## Start

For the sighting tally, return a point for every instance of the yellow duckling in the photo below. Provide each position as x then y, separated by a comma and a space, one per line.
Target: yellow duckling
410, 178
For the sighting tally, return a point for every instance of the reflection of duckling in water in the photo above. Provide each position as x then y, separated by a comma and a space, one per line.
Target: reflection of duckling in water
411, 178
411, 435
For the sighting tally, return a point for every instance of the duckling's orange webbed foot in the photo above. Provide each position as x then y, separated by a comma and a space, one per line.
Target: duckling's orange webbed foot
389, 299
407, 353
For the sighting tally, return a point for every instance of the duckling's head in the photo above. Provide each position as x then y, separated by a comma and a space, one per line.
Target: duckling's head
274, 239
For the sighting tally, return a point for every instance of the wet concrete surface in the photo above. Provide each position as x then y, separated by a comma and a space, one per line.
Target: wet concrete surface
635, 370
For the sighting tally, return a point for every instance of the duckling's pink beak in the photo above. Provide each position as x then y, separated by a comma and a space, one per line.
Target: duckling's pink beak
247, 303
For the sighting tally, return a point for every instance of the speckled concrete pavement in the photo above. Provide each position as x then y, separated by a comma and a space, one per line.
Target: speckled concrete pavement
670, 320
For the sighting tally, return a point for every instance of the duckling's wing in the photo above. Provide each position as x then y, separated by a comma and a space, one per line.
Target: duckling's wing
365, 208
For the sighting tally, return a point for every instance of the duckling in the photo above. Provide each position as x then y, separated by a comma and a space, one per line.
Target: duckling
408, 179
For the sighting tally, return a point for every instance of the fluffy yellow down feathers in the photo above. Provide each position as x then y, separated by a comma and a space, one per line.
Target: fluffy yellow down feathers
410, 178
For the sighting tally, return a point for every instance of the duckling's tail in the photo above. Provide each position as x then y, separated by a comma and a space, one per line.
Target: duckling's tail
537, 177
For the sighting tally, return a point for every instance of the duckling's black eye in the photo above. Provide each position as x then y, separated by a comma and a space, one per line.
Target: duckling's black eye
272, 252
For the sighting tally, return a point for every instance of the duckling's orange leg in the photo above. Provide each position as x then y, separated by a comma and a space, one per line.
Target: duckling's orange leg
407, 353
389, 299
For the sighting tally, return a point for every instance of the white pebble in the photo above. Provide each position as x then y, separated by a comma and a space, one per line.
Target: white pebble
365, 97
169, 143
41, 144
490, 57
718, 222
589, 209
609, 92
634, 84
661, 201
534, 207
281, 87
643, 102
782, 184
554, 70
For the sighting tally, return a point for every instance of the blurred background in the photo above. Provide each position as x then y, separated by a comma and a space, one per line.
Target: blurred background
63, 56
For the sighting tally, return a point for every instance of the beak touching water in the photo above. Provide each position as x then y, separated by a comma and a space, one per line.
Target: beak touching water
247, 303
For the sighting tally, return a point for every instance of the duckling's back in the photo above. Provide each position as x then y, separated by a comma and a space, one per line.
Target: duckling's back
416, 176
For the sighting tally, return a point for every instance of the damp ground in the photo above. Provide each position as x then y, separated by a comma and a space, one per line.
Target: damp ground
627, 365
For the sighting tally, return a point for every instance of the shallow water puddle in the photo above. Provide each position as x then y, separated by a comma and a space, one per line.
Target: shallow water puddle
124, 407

## End

» Given problem
Express every line above as a JSON list of strings, one string per line, leaving out any blank lines.

» Expected answer
[
  "For the sighting tally, return a point for every instance of the yellow duckling in the photo below. Provide each position as x then y, separated by a comma and a space, one per line.",
  "Target: yellow duckling",
  "410, 178",
  "For the sighting tally, return a point for every instance of the reflection of duckling in water in the photo above. Provide each position as x then y, separated by a comma and a space, one per line.",
  "Target: reflection of duckling in water",
  "411, 178",
  "411, 435",
  "For the sighting tally, return a point for every instance of the duckling's orange webbed foot in the photo above. Provide each position as x then y, separated by a comma and a space, one per line.",
  "Target: duckling's orange webbed foot",
  "389, 299",
  "407, 353",
  "For the sighting tally, return a point for every instance of the duckling's head in the photo above. Provide each position as x then y, separated by a comma and a space, one per line.",
  "Target: duckling's head",
  "274, 239",
  "For the sighting tally, return a point for every instance of the wet concrete surface in the photo above. Provide each position as x then y, separated by a comma and a space, one per line.",
  "Target: wet concrete surface",
  "635, 370",
  "For the sighting tally, return a point for every instance of the duckling's pink beak in the photo above. Provide each position as x then y, separated by a comma and a space, one per line.",
  "Target: duckling's pink beak",
  "247, 303",
  "For the sighting tally, return a point for every instance of the speckled concrete pavement in the photo above. Provide each position as x then y, separated by a comma and a space, one per line.",
  "Target: speckled concrete pavement",
  "670, 320",
  "For the sighting tally, return a point for every instance of the duckling's wing in the photo above. Provide each position as x then y, separated by a comma and a space, one per line.",
  "Target: duckling's wing",
  "365, 208",
  "For the sighting tally, return a point for every instance of the duckling in the photo above. Provide each position as x then y, separated by a comma and a space, one per line.",
  "Target: duckling",
  "408, 179",
  "For the sighting tally, return a point for every instance of the fluffy yellow down feathers in the photo above. Provide each position as x then y, separated by a comma and a space, one per line.",
  "Target: fluffy yellow down feathers",
  "410, 178",
  "For the sighting tally, return a point for every instance of the duckling's tail in the photo above. Provide each position as x then y, separated by a comma and a space, one per line.",
  "Target: duckling's tail",
  "537, 177",
  "For the sighting tally, return a point for every instance of the duckling's black eye in the photo above. Provide each position as x then y, separated by a comma and a space, one per line.",
  "Target: duckling's black eye",
  "272, 252",
  "For the sighting tally, return a point for every instance of the duckling's orange leg in the photo above. Provide each position as x then y, separated by a comma and a space, one per line.",
  "Target: duckling's orange leg",
  "407, 353",
  "389, 299",
  "For the sighting tally, return a point for every instance of the white pebble in the photo above. Provide each position as x then y, separated by a comma and a space, one per line.",
  "Target: white pebble",
  "365, 97",
  "169, 143",
  "41, 144",
  "490, 57",
  "718, 222",
  "589, 209",
  "609, 92",
  "634, 84",
  "661, 201",
  "534, 207",
  "281, 87",
  "643, 102",
  "782, 184",
  "554, 70",
  "For the sighting tally, return a point for every instance of the blurred background in the photo above. Provide each position as x then y, separated by a comma and a space, one per line.",
  "Target: blurred background",
  "63, 56",
  "For the sighting tally, return a point for every instance of the beak touching water in the photo above. Provide each position as x then y, separated by a comma and a space, one per line.",
  "Target: beak touching water",
  "247, 303",
  "For the sighting tally, return a point for every instance of the duckling's back in the photo above. Provide each position as x then y, separated by a comma and a space, one per line.",
  "Target: duckling's back",
  "416, 176",
  "For the sighting tally, return a point for every instance of the damp ground in the photo above. Provide each position as x then y, separated by a comma and a space, one per line.",
  "Target: damp ground",
  "627, 365",
  "For the sighting tally, return a point for every instance of the shallow water puddle in the photo above. Provide each position as x then y, separated by a comma and a space, one per line.",
  "Target: shallow water puddle",
  "124, 407"
]